[Opening PROVIDED INFORMATION section]

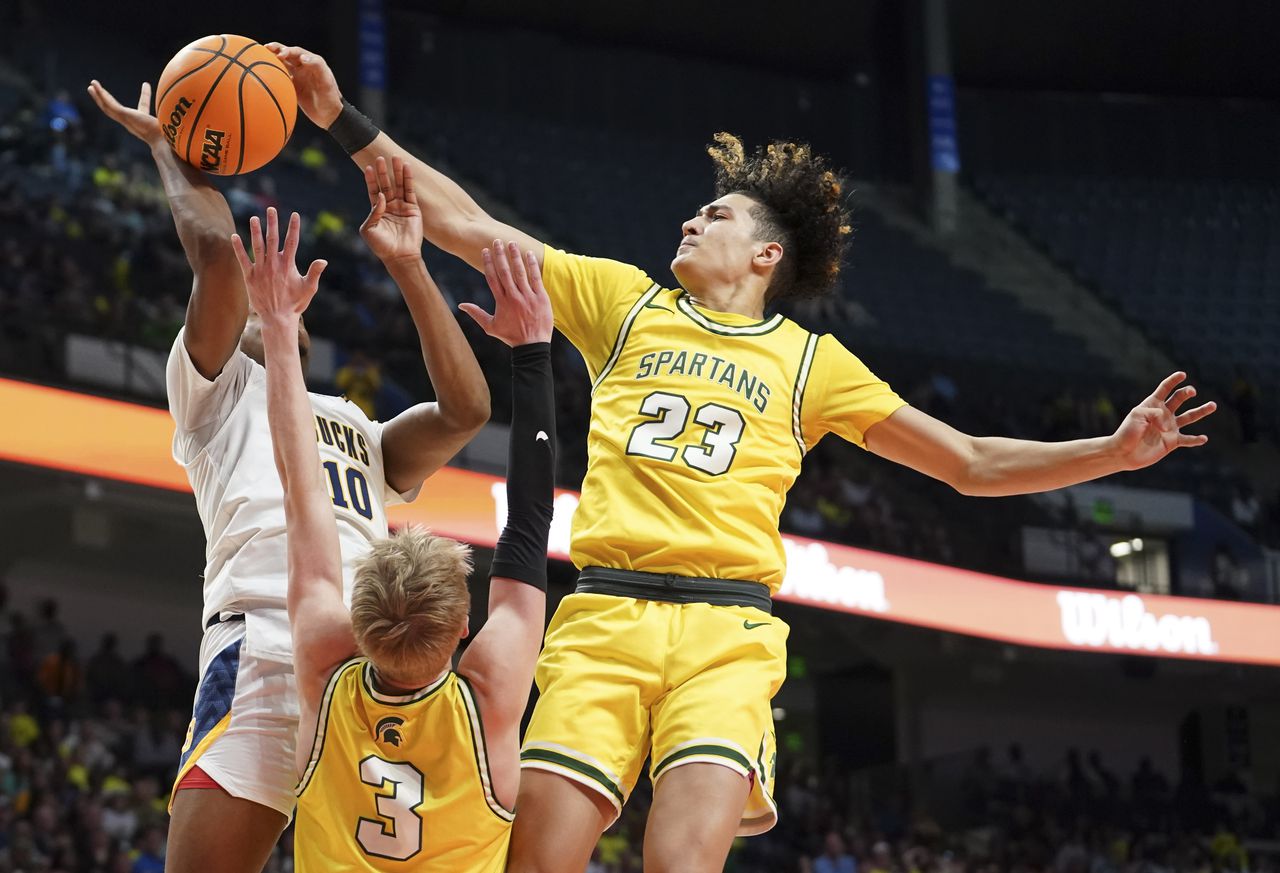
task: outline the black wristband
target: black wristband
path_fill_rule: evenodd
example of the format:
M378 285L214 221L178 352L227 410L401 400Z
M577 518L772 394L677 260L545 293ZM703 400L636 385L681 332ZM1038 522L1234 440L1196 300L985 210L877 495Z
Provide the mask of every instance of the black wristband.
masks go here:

[Closing PROVIDED INFORMATION section]
[Opening PROVIDED INFORMATION section]

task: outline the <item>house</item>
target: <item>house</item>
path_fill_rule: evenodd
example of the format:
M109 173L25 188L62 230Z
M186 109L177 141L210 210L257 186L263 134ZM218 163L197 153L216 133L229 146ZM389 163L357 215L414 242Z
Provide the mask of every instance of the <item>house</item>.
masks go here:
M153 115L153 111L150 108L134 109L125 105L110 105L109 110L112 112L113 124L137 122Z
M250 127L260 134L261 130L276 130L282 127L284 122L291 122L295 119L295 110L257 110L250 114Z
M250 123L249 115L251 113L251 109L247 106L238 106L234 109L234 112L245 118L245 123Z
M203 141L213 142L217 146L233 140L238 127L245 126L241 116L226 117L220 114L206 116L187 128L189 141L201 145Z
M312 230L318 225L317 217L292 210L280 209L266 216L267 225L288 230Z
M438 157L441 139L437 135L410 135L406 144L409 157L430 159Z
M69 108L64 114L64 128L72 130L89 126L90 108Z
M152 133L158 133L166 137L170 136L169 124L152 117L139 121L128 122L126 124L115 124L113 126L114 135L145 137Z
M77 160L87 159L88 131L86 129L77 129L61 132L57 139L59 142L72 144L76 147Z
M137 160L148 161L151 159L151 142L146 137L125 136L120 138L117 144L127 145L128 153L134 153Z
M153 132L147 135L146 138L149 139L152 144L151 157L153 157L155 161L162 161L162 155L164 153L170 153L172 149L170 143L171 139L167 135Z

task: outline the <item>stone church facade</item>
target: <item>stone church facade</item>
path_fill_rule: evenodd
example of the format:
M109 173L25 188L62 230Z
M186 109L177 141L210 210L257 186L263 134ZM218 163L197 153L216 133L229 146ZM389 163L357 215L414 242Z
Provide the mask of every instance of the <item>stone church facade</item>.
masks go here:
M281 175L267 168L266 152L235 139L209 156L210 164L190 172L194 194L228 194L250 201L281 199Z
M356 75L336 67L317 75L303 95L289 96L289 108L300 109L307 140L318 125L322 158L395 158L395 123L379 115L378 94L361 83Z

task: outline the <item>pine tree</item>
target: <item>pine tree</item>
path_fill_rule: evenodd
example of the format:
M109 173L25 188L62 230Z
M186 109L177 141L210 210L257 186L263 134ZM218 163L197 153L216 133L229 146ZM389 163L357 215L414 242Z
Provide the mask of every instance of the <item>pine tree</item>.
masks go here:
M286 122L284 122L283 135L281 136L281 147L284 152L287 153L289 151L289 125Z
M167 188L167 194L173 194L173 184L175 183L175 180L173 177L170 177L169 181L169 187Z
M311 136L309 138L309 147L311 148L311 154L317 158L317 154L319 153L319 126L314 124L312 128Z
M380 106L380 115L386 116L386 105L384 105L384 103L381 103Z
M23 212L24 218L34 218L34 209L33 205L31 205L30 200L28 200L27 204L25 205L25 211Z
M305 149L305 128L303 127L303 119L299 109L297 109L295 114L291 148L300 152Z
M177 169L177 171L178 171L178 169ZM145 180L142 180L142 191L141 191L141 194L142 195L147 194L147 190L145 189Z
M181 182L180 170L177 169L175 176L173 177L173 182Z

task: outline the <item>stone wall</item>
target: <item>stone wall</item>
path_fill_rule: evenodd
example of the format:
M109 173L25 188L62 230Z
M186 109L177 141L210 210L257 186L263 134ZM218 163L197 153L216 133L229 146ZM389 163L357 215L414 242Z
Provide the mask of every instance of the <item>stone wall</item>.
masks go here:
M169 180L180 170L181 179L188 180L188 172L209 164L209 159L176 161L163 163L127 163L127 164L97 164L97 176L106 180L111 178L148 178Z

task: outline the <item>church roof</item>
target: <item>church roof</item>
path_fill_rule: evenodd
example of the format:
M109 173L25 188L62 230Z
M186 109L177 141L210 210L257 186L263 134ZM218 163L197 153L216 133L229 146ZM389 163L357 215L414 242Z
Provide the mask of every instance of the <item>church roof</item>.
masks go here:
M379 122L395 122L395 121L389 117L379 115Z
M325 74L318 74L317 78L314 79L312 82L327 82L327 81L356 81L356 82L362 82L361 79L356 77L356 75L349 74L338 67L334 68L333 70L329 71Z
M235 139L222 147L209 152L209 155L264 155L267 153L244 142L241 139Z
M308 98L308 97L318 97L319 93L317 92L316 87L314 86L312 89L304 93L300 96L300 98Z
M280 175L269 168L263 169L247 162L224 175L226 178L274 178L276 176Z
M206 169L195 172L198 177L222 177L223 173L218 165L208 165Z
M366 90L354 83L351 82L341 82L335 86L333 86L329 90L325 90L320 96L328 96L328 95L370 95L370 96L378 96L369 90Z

[Closing PROVIDED INFORMATION section]

Look above for the line containing "target: <item>house</item>" and the line containing "Provide the mask of every instance of the <item>house</item>.". Transcribe both, with the lines between them, exactly.

target: <item>house</item>
path_fill_rule: evenodd
example of the format:
M109 173L25 188L62 230Z
M186 109L177 141L210 210L257 186L263 134ZM218 163L197 153L216 133L229 146ZM389 163L357 215L414 242Z
Provide the mask of every instance of the <item>house</item>.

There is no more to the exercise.